[Referring expression data]
---+---
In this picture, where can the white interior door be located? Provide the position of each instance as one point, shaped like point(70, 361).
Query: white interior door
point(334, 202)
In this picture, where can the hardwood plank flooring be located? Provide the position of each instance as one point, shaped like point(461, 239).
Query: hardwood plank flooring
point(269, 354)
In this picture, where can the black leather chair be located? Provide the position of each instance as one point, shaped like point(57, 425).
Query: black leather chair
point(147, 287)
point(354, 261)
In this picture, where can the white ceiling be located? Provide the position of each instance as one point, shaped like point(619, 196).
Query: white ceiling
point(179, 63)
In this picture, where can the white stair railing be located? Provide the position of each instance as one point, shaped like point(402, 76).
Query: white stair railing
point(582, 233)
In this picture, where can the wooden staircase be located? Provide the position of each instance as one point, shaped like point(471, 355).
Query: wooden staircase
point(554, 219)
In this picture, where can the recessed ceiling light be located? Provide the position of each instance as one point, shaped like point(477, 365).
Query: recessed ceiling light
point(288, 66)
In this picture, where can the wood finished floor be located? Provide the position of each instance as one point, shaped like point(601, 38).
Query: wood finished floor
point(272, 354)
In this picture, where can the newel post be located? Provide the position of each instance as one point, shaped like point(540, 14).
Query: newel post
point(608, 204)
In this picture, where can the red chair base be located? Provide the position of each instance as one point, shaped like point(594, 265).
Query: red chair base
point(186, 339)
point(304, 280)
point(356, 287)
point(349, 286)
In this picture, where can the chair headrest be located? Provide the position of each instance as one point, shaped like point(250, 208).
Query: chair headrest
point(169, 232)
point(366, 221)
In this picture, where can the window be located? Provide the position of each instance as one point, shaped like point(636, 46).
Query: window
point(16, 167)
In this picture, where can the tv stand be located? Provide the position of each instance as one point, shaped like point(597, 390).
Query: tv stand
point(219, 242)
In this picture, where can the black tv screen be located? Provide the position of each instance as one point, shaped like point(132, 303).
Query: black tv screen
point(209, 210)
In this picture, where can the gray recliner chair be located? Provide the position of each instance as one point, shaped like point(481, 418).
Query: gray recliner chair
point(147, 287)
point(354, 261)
---+---
EXERCISE =
Write out the records. Leave nothing out and change nothing.

RESPONSE TO THIS TASK =
In this picture, where can the white interior door be located? Provide the position of each instance as one point, shaped like point(70, 361).
Query: white interior door
point(334, 202)
In this picture, where can the hardwood plank flooring be located? Provide the position of each instance as one point, shaped like point(461, 239).
Query: hardwood plank flooring
point(269, 354)
In this picture, where can the black leather chair be located? Provide the position of each instance as one point, shaped like point(57, 425).
Query: black leather chair
point(147, 287)
point(354, 261)
In this picture, where can the white ceiling be located? Provide the position of each instance as one point, shaped like point(619, 196).
Query: white ceiling
point(179, 63)
In this picture, where can the white stair railing be located? Provide the position of each instance as one point, shaped like point(402, 76).
Query: white stair railing
point(582, 233)
In this picture, where can the wooden staircase be located? Provide the position of each instance as one point, shaped like point(471, 355).
Query: wooden staircase
point(554, 219)
In this picture, where can the recessed ceiling light be located? Provide the position of each instance as one point, shaped like point(477, 365).
Query: recessed ceiling light
point(288, 66)
In this picture, where can the wood finished floor be located? Provide the position of each instance as one point, shaped like point(601, 38).
Query: wood finished floor
point(272, 354)
In this picture, where can the newel post be located? Provide the position of each instance as one point, shaped like point(540, 14).
Query: newel post
point(608, 204)
In this picture, where can the red chair base be located? Provide the position of each instance as one point, shaped like point(594, 265).
Query: red chair base
point(186, 339)
point(304, 280)
point(356, 287)
point(349, 286)
In this picture, where can the chair headrest be located? Provide the position of each instance as one point, shaped like point(250, 208).
Query: chair headrest
point(169, 232)
point(366, 221)
In this picture, where can the window be located? Provide the position of each instance as one point, shaped like point(636, 46).
Query: window
point(16, 167)
In this picture, where can the tv stand be located? Provide the position of each instance as one point, shaped like point(597, 390).
Query: tv stand
point(219, 242)
In this picture, where can the black tv screen be located? Provide the position of each instance as one point, shaped like point(132, 303).
Query: black tv screen
point(209, 210)
In this picture, where can the gray recliner chair be located? Provide the position of each instance as one point, shaped like point(481, 418).
Query: gray recliner chair
point(147, 287)
point(354, 261)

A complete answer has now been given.